##### Records for this exercise

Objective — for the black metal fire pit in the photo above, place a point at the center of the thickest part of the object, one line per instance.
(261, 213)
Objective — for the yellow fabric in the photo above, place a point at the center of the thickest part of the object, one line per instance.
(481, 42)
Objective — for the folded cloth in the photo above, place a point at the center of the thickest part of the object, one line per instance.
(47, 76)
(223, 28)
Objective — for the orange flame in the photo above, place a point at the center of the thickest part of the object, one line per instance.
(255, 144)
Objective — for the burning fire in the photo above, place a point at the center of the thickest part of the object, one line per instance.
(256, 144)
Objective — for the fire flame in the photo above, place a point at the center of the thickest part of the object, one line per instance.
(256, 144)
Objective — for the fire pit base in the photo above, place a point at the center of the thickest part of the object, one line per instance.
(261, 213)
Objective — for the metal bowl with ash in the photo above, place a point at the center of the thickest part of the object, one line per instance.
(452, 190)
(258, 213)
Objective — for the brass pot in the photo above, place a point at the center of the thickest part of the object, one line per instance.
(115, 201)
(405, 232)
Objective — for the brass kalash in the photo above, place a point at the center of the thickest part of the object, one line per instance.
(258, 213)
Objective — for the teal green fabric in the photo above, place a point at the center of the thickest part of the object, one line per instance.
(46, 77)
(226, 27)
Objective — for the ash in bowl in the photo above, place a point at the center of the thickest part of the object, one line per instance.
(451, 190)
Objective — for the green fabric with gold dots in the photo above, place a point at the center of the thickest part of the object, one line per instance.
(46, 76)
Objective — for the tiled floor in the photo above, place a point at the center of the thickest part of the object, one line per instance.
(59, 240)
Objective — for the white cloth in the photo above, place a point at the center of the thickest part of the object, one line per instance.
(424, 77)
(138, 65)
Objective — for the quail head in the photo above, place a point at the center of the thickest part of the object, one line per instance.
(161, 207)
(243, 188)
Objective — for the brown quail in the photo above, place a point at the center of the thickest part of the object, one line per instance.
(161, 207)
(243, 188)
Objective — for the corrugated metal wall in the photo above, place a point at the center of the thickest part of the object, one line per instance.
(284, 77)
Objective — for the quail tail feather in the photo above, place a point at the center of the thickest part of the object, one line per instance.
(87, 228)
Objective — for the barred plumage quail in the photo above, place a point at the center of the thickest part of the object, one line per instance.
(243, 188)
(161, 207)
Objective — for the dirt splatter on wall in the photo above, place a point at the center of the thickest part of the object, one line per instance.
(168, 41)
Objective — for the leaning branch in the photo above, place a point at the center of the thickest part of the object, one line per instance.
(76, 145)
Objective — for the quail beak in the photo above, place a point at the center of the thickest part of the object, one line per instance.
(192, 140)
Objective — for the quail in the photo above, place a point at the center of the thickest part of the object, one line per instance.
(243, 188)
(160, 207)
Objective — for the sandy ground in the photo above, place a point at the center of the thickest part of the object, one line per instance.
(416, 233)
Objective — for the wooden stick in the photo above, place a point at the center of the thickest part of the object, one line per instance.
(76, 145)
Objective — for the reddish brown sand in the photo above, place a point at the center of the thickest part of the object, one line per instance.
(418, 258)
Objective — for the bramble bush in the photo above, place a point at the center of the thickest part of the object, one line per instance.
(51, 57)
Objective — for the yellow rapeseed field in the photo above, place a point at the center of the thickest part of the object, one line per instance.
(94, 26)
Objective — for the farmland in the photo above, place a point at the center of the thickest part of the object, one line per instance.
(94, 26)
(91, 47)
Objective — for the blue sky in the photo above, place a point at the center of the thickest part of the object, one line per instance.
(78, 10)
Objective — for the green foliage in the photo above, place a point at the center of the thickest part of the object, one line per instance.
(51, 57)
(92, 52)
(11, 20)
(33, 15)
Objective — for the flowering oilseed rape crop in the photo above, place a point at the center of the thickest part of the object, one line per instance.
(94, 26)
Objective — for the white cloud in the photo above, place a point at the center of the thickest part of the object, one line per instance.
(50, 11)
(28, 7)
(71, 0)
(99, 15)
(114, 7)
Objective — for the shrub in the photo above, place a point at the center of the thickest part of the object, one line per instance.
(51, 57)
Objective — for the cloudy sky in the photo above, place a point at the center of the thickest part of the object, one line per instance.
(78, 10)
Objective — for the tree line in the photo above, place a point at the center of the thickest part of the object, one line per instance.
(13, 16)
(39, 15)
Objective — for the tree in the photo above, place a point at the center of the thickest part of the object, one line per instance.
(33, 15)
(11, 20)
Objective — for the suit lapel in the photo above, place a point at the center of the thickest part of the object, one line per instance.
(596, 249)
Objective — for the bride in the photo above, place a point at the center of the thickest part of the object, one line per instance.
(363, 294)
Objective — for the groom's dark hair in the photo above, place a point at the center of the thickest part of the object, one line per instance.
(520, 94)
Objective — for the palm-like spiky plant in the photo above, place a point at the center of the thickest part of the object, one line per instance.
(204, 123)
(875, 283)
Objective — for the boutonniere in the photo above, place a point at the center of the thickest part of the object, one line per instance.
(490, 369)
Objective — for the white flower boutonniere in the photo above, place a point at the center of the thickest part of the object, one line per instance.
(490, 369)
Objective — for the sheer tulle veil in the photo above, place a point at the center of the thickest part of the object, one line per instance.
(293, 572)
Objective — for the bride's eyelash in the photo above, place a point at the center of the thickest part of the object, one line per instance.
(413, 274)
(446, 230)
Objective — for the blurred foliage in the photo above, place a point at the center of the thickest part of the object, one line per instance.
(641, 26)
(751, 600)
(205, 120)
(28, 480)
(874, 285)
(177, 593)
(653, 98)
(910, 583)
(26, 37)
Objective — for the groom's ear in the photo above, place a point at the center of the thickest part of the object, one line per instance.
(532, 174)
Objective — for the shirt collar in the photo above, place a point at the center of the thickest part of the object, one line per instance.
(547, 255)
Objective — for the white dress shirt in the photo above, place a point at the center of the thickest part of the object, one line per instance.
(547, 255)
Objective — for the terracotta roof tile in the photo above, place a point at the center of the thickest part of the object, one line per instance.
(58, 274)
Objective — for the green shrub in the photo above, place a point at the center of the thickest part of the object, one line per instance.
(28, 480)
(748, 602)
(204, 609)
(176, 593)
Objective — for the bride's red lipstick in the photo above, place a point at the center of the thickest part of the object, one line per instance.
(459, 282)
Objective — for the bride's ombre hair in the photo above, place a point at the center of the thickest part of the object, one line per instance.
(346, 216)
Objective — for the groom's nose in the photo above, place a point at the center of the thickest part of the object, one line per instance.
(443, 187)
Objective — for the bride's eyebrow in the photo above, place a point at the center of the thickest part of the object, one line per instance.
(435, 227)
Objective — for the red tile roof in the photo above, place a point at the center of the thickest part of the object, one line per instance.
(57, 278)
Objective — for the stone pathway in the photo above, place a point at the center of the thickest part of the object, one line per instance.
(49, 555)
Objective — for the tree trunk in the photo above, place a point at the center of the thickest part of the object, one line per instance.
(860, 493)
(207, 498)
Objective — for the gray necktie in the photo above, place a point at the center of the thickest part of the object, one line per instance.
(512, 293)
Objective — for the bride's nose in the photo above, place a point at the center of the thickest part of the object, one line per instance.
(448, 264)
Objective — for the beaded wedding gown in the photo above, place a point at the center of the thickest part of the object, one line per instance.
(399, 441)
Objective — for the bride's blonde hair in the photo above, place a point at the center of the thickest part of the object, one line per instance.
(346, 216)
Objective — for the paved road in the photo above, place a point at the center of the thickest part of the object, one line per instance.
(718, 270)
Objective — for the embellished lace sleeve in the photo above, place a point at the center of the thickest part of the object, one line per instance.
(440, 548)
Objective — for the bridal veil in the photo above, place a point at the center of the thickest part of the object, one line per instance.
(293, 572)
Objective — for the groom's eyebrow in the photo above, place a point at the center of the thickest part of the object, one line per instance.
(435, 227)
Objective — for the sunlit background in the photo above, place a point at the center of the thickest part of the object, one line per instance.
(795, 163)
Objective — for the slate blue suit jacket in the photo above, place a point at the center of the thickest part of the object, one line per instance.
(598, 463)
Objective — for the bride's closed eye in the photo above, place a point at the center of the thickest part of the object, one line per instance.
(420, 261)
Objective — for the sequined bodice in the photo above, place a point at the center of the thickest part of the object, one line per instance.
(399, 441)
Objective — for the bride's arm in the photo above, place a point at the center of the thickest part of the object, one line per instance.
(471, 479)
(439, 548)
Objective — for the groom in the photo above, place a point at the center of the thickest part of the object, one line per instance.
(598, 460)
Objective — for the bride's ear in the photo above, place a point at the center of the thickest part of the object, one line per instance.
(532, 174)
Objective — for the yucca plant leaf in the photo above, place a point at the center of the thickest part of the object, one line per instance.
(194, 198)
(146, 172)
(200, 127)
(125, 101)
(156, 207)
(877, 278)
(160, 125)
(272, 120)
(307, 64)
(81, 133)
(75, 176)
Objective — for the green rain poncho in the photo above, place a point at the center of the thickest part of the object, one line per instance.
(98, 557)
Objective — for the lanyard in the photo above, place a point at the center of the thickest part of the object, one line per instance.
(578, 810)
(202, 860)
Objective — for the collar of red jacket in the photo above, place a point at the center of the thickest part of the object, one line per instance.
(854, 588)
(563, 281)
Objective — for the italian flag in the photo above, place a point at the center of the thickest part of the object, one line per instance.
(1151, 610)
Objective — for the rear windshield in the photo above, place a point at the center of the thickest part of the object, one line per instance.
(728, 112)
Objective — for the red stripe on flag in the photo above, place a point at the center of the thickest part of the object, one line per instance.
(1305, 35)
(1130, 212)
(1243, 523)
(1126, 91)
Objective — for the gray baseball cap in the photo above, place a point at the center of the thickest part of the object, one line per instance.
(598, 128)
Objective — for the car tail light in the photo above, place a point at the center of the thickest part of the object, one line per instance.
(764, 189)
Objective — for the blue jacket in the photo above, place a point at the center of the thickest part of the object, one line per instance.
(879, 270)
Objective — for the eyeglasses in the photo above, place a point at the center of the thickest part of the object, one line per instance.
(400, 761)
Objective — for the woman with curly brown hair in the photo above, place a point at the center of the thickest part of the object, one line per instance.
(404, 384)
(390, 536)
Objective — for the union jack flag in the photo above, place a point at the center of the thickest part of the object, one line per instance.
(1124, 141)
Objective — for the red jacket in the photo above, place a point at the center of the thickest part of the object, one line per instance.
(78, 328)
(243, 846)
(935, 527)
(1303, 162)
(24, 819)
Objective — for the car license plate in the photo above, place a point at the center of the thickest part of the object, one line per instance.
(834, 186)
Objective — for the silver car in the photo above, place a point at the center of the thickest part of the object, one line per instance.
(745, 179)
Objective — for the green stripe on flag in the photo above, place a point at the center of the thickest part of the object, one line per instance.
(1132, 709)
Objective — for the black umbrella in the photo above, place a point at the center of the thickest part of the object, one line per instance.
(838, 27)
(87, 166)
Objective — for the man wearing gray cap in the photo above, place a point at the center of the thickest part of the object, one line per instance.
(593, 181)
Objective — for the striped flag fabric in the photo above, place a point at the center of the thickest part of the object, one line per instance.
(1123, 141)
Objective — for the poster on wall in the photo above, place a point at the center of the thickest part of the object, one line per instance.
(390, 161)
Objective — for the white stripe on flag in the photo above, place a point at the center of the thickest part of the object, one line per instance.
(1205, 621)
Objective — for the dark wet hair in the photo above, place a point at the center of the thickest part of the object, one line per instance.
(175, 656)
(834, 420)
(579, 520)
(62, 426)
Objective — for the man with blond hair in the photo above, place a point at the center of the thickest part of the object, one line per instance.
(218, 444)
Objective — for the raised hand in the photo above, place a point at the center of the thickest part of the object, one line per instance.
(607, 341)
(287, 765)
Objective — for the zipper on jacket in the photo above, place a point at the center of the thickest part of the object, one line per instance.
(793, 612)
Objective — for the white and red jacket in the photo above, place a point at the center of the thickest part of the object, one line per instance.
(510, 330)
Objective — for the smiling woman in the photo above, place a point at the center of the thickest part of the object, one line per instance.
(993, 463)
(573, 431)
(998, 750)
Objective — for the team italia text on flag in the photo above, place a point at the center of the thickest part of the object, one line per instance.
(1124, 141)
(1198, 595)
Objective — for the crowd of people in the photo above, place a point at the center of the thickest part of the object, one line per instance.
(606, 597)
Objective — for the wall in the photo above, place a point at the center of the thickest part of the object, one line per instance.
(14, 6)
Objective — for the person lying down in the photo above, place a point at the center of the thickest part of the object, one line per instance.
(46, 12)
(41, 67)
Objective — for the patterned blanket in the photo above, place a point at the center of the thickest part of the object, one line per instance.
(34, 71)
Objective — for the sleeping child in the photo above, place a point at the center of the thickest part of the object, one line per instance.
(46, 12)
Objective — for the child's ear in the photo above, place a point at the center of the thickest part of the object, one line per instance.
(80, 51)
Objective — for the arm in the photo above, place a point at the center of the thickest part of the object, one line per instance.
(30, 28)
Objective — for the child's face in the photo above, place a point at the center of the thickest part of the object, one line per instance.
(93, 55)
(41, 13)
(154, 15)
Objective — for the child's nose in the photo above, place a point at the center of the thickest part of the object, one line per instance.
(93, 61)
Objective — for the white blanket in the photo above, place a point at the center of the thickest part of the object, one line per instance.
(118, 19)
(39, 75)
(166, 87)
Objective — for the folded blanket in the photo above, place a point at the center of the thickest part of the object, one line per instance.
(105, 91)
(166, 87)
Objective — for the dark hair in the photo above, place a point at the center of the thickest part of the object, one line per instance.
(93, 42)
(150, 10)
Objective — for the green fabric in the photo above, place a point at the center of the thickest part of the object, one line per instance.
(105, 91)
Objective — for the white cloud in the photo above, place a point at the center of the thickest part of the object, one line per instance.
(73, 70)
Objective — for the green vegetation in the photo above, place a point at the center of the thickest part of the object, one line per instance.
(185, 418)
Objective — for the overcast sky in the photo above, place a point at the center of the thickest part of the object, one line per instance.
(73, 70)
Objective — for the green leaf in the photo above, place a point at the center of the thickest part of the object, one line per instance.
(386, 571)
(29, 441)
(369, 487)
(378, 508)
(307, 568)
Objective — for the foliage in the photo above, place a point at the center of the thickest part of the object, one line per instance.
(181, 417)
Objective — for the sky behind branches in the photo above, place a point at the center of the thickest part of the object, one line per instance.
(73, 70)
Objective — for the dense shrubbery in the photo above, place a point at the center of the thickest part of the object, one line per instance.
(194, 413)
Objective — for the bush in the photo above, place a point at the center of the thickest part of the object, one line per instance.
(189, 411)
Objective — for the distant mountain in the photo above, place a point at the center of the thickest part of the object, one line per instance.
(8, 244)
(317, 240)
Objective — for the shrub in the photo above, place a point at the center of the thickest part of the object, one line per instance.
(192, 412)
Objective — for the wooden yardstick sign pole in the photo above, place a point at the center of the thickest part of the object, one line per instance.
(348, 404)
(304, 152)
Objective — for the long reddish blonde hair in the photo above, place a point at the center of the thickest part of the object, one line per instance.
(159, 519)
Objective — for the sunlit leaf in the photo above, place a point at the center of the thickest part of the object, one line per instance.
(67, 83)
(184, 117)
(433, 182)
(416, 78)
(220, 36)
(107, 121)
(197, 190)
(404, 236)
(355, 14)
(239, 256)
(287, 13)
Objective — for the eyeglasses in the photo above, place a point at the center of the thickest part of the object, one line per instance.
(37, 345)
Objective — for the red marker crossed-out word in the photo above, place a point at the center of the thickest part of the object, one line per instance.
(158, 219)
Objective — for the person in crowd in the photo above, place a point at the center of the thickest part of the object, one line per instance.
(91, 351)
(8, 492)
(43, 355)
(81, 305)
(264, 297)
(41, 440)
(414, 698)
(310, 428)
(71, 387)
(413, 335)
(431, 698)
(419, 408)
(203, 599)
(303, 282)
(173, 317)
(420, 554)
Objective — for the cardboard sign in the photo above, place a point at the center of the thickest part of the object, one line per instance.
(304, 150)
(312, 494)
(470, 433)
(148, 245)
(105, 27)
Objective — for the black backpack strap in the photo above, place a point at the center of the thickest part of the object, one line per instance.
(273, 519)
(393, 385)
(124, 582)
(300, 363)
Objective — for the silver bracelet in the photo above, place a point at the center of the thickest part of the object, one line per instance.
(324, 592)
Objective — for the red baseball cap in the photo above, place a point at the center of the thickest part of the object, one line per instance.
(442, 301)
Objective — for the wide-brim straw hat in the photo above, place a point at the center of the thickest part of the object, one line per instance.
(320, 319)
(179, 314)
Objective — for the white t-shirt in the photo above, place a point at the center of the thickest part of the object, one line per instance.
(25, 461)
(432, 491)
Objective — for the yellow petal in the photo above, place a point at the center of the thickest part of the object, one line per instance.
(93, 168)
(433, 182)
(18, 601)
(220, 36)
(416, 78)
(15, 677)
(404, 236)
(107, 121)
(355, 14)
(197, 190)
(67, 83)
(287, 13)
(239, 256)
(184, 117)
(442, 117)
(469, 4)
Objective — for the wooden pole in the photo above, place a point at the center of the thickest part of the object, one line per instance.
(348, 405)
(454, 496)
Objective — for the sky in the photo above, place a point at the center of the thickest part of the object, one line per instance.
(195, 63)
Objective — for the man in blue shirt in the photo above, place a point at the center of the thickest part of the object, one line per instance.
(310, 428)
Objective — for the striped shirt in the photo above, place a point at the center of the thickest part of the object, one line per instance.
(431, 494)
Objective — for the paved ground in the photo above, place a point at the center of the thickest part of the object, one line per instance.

##########

What are the lines from the one with "Objective — for the yellow petal" through the last line of the records above? Quote them exactly and add nothing.

Objective — for the yellow petal in the photo above, place a point at the center of the thickest part of the object, one line per instance.
(93, 168)
(433, 182)
(18, 601)
(220, 36)
(416, 78)
(15, 677)
(404, 236)
(107, 121)
(355, 14)
(197, 190)
(67, 83)
(287, 13)
(239, 256)
(184, 117)
(442, 117)
(469, 4)
Objective — for the wooden pole in the photo above, place a point at the center of the thickest part of the object, one line per instance.
(348, 405)
(454, 496)
Objective — for the sky in the photo above, place a point at the center of the thickest part of the object, one line per instance.
(195, 63)
Objective — for the man in blue shirt in the photo above, place a point at the center of the thickest part of the object, one line per instance.
(310, 428)
Objective — for the striped shirt in the photo above, place a point at the center of the thickest part of the object, one line per instance.
(431, 494)
Objective — for the paved ground in the photo above, place a point at the center of the thickest part of the object, one line per instance.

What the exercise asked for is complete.